• [Dataset excerpts]
....

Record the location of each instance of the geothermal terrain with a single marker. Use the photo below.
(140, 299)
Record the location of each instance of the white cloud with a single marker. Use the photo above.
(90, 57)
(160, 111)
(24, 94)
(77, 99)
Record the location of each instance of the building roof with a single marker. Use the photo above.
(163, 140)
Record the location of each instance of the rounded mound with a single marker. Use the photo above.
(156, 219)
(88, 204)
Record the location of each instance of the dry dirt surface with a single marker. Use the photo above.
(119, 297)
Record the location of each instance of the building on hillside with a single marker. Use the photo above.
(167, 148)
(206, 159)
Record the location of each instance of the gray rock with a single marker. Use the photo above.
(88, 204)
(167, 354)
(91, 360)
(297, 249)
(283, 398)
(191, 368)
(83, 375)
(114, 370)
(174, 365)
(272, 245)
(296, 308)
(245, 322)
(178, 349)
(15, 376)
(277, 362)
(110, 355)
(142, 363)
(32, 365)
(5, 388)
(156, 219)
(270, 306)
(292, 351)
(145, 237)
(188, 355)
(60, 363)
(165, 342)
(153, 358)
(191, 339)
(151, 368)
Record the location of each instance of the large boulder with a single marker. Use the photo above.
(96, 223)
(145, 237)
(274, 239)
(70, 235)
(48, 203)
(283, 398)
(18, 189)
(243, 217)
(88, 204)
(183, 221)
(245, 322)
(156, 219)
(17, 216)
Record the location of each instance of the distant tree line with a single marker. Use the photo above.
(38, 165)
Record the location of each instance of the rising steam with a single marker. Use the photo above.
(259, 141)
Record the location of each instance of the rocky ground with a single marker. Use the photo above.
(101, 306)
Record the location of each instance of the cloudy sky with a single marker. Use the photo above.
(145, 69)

....

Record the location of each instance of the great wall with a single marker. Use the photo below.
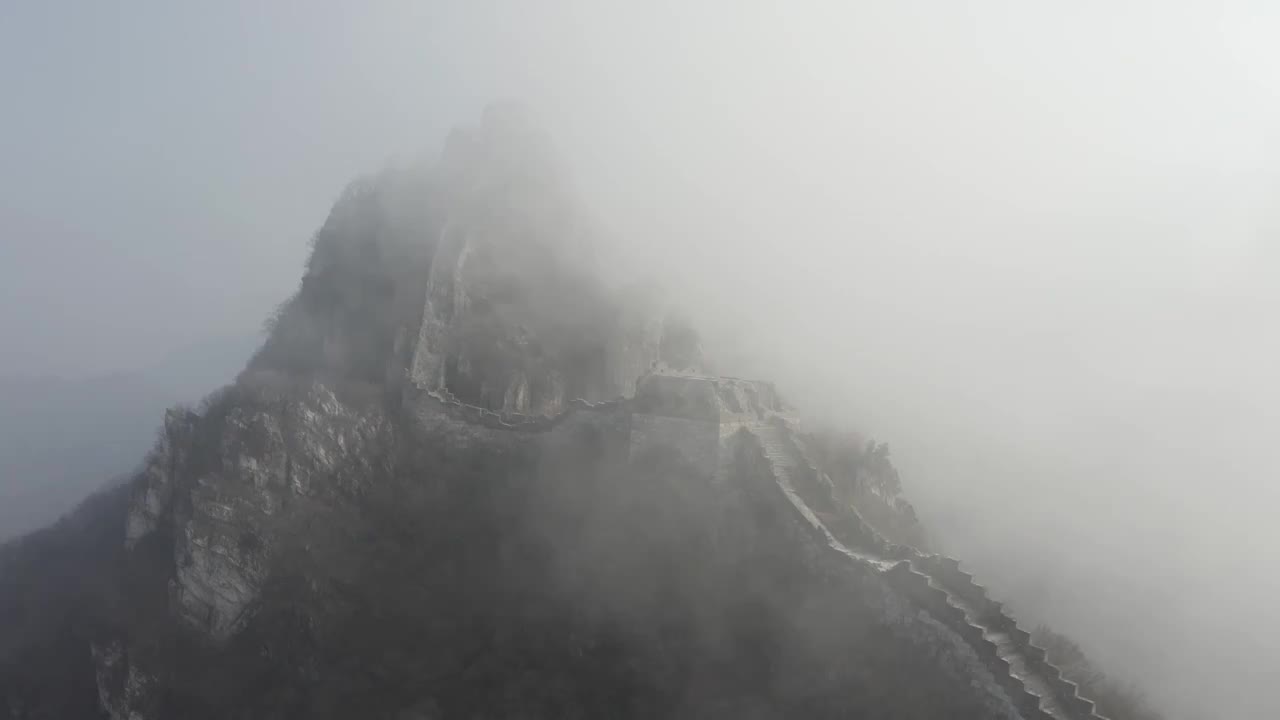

....

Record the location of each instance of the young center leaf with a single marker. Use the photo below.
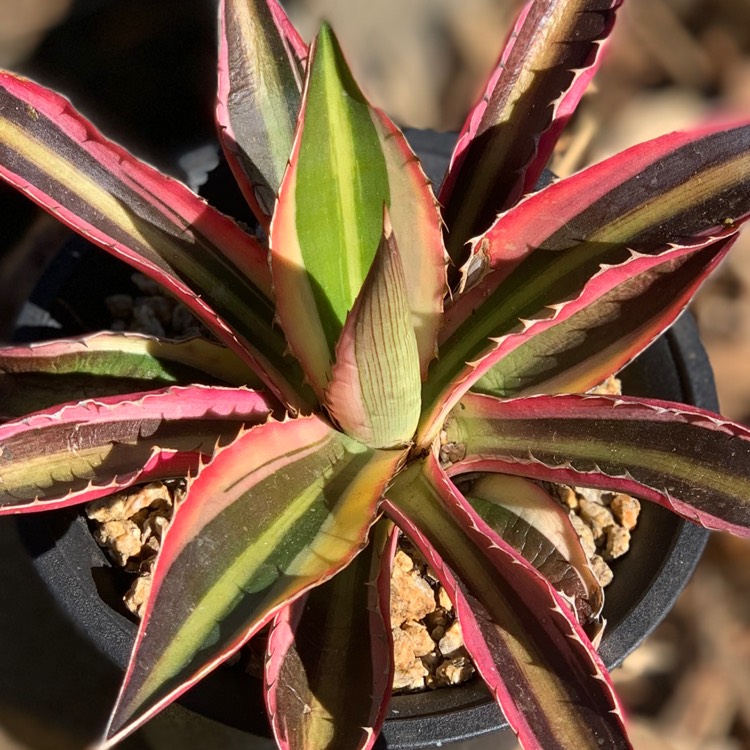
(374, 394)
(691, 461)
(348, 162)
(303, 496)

....

• [Challenge]
Pull out every line above that contains the string "building". Treat uppercase and lowercase as different.

• [Finished task]
Record the location of each instance of the building roof with a single marker. Use the photo above.
Record the location of each instance of the building on hillside with a single marker. Use the photo above.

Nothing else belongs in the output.